(Document extract begins)
Interdepartmental collaboration at KU School of Medicine-Wichita between the Department of Pediatrics and the Department of Psychiatry & Behavioral Sciences has resulted in the receipt of two federal grants totaling nearly $3 million.

Almost $900,000 will establish a new program, Kansas Educating Excellent Psychologists and Psychiatrists for Underserved/Rural Youth Patients, otherwise known as KEEP UP, which will expand training positions for psychiatrists and psychologists in community-based settings to serve children, adolescents and transition-age individuals with mental health concerns and risky substance use. The concentration will be on training professionals in underserved and rural communities, and emphasizing cultural and linguistic competence.

The second grant of $2.1 million provides a three-year renewal for the KSKidsMAP Pediatric Mental Health Access Program. KSKidsMAP, run by KU School of Medicine-Wichita Departments of Pediatrics and Psychiatry & Behavioral Sciences faculty and staff, expands the ability of Kansas primary care physicians and clinicians to care for youth with mental illness. Through biweekly virtual case conferences, participants receive training on screening, diagnosing, treating and referring youth with mental illness. KSKidsMAP also provides resources, wellness support and case consultations with experts to those enrolled.

Though each program has unique goals and deliverables, they will work synergistically and with existing initiatives within each department to address the mental health crisis.

KEEP UP learners will receive graduated, supervised clinical experiences, didactics and mentorship from KU Wichita’s existing accredited training programs. Additionally, learning will extend to hospitals serving youth with severe mental illness and school-based health clinics, and will include collaboration with community partners focused on rural services.

“The KEEP UP funding will give us the freedom to develop more training opportunities than we had in place and add clinical services,” said Nicole Klaus, Ph.D., associate professor, Department of Psychiatry & Behavioral Sciences. “We will integrate trainees into the KSKidsMAP team, so they feel confident supporting PCPs by the time they graduate.”

KEEP UP stipends will support 12 learners over the course of the two-year project with the goal to provide them the knowledge, skills and confidence to practice effectively as educators, collaborators and consultants.
(Document extract ends)
(Excerpted records begins)
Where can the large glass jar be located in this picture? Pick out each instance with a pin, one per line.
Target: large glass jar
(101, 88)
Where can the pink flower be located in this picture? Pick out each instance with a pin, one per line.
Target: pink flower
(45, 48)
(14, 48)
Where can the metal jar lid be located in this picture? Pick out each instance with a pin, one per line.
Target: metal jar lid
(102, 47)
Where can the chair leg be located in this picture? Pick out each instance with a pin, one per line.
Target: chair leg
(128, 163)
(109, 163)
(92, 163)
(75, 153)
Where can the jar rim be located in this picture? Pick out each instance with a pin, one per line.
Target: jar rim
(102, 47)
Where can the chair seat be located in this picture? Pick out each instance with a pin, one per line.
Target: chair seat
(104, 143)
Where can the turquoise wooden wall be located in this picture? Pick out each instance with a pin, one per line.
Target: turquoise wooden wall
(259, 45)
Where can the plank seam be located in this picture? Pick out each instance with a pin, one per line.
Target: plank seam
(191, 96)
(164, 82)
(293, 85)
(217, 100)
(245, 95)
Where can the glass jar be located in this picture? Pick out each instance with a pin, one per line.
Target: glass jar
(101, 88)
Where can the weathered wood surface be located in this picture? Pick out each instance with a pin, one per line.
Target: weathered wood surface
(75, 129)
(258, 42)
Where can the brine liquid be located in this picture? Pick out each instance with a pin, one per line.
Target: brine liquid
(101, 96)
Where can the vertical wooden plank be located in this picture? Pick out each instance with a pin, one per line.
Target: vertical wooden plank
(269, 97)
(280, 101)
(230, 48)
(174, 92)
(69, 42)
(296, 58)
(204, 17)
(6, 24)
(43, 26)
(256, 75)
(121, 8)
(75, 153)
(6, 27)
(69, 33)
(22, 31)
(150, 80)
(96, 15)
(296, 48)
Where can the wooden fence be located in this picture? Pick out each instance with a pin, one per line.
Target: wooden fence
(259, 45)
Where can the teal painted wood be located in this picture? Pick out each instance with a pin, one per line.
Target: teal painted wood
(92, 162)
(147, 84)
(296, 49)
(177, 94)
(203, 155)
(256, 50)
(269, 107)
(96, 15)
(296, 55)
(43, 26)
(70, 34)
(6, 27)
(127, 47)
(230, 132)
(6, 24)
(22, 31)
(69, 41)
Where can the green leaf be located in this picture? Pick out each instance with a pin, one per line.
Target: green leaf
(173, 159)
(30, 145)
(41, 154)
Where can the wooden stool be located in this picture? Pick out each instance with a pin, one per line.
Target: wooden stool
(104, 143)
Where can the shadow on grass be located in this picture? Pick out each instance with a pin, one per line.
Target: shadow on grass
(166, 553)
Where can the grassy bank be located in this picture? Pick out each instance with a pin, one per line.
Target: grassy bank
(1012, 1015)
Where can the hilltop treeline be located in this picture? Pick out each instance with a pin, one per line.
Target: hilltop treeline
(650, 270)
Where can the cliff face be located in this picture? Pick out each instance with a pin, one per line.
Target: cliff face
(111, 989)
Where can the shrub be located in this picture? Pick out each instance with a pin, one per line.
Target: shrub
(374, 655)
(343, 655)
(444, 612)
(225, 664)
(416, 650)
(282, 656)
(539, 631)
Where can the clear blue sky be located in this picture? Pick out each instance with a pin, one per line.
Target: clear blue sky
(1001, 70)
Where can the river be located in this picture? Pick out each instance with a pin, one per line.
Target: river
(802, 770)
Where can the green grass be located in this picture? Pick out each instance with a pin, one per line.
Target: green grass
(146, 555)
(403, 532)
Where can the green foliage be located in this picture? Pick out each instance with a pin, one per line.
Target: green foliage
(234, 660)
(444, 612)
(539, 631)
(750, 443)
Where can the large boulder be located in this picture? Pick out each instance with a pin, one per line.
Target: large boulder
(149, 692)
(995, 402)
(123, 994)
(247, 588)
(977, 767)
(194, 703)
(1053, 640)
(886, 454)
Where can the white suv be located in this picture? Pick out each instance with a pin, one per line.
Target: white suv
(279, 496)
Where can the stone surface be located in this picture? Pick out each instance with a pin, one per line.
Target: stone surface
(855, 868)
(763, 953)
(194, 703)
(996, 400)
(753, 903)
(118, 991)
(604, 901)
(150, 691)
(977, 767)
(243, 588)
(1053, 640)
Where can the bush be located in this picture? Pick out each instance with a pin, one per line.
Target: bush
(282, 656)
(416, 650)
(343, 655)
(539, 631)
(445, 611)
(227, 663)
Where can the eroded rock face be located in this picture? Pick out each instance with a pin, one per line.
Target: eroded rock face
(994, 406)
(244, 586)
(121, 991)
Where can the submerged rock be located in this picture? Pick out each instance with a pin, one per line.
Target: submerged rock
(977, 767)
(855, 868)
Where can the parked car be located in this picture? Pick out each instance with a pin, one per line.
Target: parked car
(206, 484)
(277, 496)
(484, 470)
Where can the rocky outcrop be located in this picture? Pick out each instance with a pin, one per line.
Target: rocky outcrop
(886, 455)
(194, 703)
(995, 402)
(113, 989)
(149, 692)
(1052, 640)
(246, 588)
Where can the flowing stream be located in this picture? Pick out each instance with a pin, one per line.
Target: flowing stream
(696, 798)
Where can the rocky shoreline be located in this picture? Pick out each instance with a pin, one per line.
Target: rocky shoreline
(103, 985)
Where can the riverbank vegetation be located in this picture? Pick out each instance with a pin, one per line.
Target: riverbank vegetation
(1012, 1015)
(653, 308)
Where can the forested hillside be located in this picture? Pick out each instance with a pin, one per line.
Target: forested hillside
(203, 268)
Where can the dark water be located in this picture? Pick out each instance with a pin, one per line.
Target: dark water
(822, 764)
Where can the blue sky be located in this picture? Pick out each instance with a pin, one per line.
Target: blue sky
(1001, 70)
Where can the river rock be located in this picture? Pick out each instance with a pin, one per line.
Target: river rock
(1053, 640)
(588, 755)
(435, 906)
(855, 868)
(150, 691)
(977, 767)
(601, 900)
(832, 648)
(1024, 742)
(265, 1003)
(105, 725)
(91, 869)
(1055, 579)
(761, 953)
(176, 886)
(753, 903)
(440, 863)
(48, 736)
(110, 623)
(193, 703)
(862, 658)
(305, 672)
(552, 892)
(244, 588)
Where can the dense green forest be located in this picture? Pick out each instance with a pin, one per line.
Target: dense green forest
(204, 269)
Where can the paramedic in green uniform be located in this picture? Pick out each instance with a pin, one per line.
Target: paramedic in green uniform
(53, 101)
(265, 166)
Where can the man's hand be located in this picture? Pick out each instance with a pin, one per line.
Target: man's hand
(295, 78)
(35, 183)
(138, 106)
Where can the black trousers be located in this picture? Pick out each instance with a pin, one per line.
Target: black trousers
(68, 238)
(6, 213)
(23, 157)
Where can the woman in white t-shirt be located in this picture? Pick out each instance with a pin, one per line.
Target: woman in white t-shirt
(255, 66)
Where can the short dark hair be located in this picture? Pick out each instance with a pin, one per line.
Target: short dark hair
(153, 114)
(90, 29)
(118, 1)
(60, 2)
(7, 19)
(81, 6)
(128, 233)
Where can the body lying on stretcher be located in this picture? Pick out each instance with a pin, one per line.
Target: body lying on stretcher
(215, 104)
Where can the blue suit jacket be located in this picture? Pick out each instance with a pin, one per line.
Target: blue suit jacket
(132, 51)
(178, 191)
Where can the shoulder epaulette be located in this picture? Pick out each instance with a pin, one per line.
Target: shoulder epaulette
(Excerpted records ends)
**What to do:**
Continue the article about the two federal grants for youth mental health training at KU School of Medicine-Wichita, starting after its final sentence.

**Exercise result:**
“Both programs will help us build expertise at all levels of the care continuum from PCPs who see the day-to-day concerns of youth, to the most expertly trained specialists in psychiatric illness,” said Kari Harris, M.D., professor, Department of Pediatrics. “Through KEEP UP, we will effectively be building the expert pool with whom PCPs can consult through KSKidsMAP.”

Harris and Klaus both serve as key personnel for both programs.

Training across the continuum is important, especially in Kansas, where there is an extreme shortage of mental health professionals. Ninety-four percent of Kansas counties are designated as mental health professional shortage areas and mental health care disparity is apparent in rural communities. The number of youth suicides in rural areas is higher and increasing at a higher rate than for urban youth. Between Jan. 1, 1996, and Dec. 31, 2010, 66,595 youths died by suicide. Rural suicide rates were nearly double those of urban areas for both males (19.93 and 10.31 per 100,000, respectively) and females (4.40 and 2.39 per 100,000, respectively).1

With the increase in the number of youth with psychiatric disorders, there is a greater need to provide rural and frontier PCPs with additional tools and resources. KEEP UP will address this by including rural training as part of the curriculum for learners. KSKidsMAP currently reaches PCPs in 80% of Kansas counties with a goal to expand.

The grant funding for both programs is through the Health Resources & Services Administration, with KEEP UP supported by the Behavioral Health Workforce Education and Training-Children, Adolescents, and Young Adults Program for Professionals, and KSKidsMAP supported with a Pediatric Mental Health Care Access award.